** START EXCERPTED DATA **

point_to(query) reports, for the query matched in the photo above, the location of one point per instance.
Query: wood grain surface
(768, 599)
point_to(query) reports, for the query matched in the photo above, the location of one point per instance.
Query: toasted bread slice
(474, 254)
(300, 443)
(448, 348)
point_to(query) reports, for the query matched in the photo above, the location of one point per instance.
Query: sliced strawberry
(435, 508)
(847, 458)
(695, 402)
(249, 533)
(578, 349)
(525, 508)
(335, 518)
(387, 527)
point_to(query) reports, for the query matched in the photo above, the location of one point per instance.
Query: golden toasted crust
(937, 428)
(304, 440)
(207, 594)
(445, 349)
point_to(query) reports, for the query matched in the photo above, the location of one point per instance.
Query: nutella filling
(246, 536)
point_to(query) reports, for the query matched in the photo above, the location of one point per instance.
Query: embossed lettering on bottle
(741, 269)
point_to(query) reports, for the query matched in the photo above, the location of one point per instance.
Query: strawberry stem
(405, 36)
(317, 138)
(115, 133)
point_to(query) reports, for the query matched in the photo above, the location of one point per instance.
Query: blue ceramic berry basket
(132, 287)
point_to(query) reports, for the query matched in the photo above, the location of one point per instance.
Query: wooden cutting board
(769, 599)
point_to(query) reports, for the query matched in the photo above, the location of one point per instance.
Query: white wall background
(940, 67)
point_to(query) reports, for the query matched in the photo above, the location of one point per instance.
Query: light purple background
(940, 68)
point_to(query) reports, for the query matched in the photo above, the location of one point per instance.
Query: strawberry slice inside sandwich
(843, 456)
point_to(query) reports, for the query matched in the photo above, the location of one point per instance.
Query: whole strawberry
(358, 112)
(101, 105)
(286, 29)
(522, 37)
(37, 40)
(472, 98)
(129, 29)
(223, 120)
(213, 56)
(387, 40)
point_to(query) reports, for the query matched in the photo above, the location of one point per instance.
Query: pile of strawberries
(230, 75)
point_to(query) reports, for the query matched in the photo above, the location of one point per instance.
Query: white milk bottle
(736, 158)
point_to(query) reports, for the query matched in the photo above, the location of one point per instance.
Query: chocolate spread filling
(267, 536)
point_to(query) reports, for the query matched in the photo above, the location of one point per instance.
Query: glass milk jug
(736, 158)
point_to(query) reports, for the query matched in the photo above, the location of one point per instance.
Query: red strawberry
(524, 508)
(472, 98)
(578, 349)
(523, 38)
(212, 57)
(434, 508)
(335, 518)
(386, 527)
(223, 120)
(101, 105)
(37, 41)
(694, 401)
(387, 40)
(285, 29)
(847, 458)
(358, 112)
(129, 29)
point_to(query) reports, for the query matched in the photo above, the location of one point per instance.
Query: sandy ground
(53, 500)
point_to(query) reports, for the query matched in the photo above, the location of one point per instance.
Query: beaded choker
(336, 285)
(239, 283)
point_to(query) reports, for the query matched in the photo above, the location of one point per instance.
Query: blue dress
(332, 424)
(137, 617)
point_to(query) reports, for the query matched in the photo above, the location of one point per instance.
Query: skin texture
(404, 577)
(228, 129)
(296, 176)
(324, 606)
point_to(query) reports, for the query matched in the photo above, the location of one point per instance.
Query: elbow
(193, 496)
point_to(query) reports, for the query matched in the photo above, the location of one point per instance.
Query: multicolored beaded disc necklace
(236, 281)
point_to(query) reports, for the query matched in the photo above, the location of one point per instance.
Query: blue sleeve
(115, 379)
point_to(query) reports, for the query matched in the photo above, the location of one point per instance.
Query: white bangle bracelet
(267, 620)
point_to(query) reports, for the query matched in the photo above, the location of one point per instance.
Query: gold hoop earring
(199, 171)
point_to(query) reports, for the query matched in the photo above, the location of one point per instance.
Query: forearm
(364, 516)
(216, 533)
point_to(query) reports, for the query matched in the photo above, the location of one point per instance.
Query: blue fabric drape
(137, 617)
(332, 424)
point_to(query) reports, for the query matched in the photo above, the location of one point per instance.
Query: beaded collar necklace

** END EXCERPTED DATA **

**DIRECTIONS FOR THIS TASK**
Write out the entries in full, exactly as given.

**TASK OUTPUT**
point_to(query) reports, for the query matched in the photo above, the location of one point per instance.
Query: wood grain surface
(768, 599)
point_to(query) reports, for the query matched in the photo above, the location of one point per instance.
Query: toasted bread slice
(474, 254)
(300, 443)
(448, 348)
point_to(query) reports, for the query matched in the photo above, the location of one point per instance.
Query: sliced strawberry
(435, 508)
(847, 458)
(695, 402)
(249, 533)
(578, 349)
(525, 508)
(335, 518)
(387, 527)
point_to(query) reports, for the query matched in the photo above, the location of one point per instance.
Query: golden toasted crust
(937, 428)
(304, 440)
(207, 594)
(445, 349)
point_to(query) reports, for the query matched in the photo above, the location of one point per instance.
Query: nutella filling
(246, 536)
point_to(query) reports, for the query matched in the photo above, the location of one point per instance.
Query: embossed lettering on bottle
(741, 269)
point_to(query) reports, for the query matched in the photo above, the location of one point per instance.
Query: strawberry stem
(405, 36)
(317, 138)
(115, 133)
point_to(query) reports, for the query matched in the photo above, the location of one point per instance.
Query: blue ceramic berry basket
(132, 287)
point_to(query) reports, for the query matched in the photo above, the location of one point per instance.
Query: wooden cutting board
(769, 599)
point_to(query) reports, for the query matched in the photo above, the location of one point per instance.
Query: white wall background
(940, 67)
point_to(query) reports, for the query matched in the photo above, the location of one point per instance.
Query: light purple background
(940, 68)
point_to(query) reports, for the query matched in the photo above, the location of one point per instance.
Query: strawberry slice inside sandwich
(843, 456)
point_to(query) reports, for the query matched in the photo above, the location of one point per instance.
Query: whole strawberry
(358, 112)
(101, 105)
(286, 29)
(522, 37)
(37, 40)
(472, 98)
(129, 29)
(223, 120)
(213, 56)
(387, 40)
point_to(query) reports, for the query matched in the photo above, the location of one point per instance.
Query: pile of strawberries
(230, 75)
point_to(query) reports, for the query matched in the photo above, the location of one point per instance.
Query: white milk bottle
(736, 158)
point_to(query) reports, for the query matched in the photo above, the location of one point per instance.
Query: chocolate spread filling
(267, 536)
point_to(query) reports, for the query matched in the photo above, the location of one point per instance.
Query: glass milk jug
(736, 158)
point_to(query) reports, for the query matched in the photo above, the location of one point per instance.
Query: red strawberry
(524, 508)
(472, 98)
(578, 349)
(523, 38)
(212, 57)
(434, 508)
(335, 518)
(386, 527)
(223, 120)
(101, 105)
(37, 41)
(694, 401)
(387, 40)
(285, 29)
(847, 458)
(358, 112)
(129, 29)
point_to(query) reports, for the query matched in the photo above, the location of one point per instance.
Query: sandy ground
(53, 500)
point_to(query) reports, for the query matched in the photo above, the location of one point per instance.
Query: beaded choker
(336, 285)
(239, 283)
point_to(query) reports, for the query matched in the photo above, the location of one point per instance.
Query: blue dress
(332, 424)
(137, 617)
point_to(query) reports, for the query matched in the photo above, the location of one point per instance.
Query: skin texture
(404, 577)
(228, 129)
(296, 176)
(324, 606)
point_to(query) reports, for the query matched in the photo above, the location of one point per instance.
Query: elbow
(193, 496)
point_to(query) reports, for the query matched in the photo above, the location of one point per instance.
Query: multicolored beaded disc necklace
(236, 281)
point_to(query) reports, for the query matched in the photo above, the location of one point per instance.
Query: blue sleeve
(115, 379)
point_to(query) reports, for the query matched in the photo above, the location of one point per instance.
Query: white bangle bracelet
(267, 620)
point_to(query) reports, for the query matched in the photo above, the location of one point per instance.
Query: gold hoop earring
(199, 171)
point_to(query) reports, for the query matched in the photo above, the location of one point per instance.
Query: forearm
(364, 516)
(216, 533)
point_to(query) reports, for the query matched in the photo above, the location of one point per instance.
Query: blue fabric drape
(137, 617)
(332, 424)
point_to(query) reports, for the query matched in the photo above, the location of one point per instance.
Query: beaded collar necklace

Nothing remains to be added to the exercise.